==== Provided text ====
To get an initial idea of how the similarity score distribution looks, first run MESS on your dataset using the default settings, specifying the input TSV file (-i/--input
), the output TSV file (-ot/--output_tsv
), and the output PDF file (-op/--output_pdf
). For example, using the provided example_input.tsv
(assuming MESS.py
is in your PATH
):
MESS.py -i example_input.tsv -ot output.tsv -op output.pdf
The output PDF should look something like the following:
- The dashed curve is the Kernel Density Estimate (KDE) of the similarity score distribution from your exam responses
- The solid line is the Probability Density Function (PDF) of the best-fit Exponential distribution
In its default settings, MESS fits the Exponential distribution PDF on the entirety of the similarity score KDE. However, as can be seen in the example above, outliers skew the best-fit Exponential distribution PDF, whereas we want to fit this theoretical distribution on a close-to-linear segment of the empirical similarity score KDE. Try to find a window in which the similarity score KDE is roughly linear, such as between 0.025 and 0.12 (shown in red) in the example dataset:
Rerun MESS, but this time, specify the minimum and maximum score for the regression (-rm/--reg_min
and -rM/--reg_max
, respectively). For example, using the range [0.025, 0.12]:
MESS.py -i example_input.tsv -ot output_2.tsv -op output_2.pdf -rm 0.025 -rM 0.12
As can be seen, the best-fit Exponential distribution's PDF now aligns much more nicely with the near-linear segment of the empirical similarity score distribution's KDE:
You may need to keep iterating on this step until you are satisfied with the fit. Note that the regression only impacts the p-values (and thus corrected q-values): it does not impact the similarity scores themselves whatsoever.
==== Extracted records ====
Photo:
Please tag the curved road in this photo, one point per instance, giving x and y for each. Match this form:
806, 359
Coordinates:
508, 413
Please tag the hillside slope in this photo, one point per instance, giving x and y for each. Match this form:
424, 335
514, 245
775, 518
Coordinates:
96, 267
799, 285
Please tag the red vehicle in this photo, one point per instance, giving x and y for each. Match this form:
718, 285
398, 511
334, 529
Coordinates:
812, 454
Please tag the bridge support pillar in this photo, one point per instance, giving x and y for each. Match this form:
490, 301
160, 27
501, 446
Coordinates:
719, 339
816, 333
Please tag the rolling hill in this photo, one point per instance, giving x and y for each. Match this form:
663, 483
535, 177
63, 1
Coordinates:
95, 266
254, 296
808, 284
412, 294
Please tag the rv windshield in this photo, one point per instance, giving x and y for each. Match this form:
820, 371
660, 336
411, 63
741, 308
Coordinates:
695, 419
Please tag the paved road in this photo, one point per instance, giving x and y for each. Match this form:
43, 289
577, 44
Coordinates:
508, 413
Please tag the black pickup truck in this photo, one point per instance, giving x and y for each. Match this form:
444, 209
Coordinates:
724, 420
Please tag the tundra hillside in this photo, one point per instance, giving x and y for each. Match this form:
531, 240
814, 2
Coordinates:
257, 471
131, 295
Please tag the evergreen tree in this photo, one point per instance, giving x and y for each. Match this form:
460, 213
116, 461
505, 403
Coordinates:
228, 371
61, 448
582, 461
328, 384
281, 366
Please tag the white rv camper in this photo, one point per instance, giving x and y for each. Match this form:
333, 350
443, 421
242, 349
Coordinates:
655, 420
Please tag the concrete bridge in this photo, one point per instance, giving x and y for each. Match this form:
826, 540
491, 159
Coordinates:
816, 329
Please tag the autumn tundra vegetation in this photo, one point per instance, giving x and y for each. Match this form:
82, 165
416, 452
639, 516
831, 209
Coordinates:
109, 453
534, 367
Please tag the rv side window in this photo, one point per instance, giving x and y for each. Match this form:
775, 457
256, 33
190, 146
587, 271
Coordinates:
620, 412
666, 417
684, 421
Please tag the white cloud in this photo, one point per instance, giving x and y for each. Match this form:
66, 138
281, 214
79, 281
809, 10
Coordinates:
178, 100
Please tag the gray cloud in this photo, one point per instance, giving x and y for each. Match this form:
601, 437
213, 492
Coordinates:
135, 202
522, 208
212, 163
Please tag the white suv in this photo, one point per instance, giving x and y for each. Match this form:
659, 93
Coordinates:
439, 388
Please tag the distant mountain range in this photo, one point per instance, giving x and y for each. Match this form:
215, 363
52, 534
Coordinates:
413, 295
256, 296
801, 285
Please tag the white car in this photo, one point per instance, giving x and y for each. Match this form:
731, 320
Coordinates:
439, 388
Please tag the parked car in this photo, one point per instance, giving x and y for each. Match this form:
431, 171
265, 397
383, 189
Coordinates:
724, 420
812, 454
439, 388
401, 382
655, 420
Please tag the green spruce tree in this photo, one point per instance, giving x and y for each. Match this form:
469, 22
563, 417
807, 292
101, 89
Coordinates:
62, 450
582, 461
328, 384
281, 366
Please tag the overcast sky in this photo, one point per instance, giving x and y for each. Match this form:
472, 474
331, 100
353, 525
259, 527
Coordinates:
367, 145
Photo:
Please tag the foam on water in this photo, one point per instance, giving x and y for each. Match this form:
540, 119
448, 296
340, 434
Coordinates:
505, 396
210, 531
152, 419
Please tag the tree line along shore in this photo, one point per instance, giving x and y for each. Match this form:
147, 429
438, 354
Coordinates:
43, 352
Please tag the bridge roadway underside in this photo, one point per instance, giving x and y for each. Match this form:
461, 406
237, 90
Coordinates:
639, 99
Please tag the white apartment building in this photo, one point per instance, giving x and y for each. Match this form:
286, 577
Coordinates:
====
- What you have to do:
List every command-line option for MESS that the MESS usage text names, giving both its short and long form. Work only from the text and not from the rows.

- Task output:
-i/--input
-ot/--output_tsv
-op/--output_pdf
-rm/--reg_min
-rM/--reg_max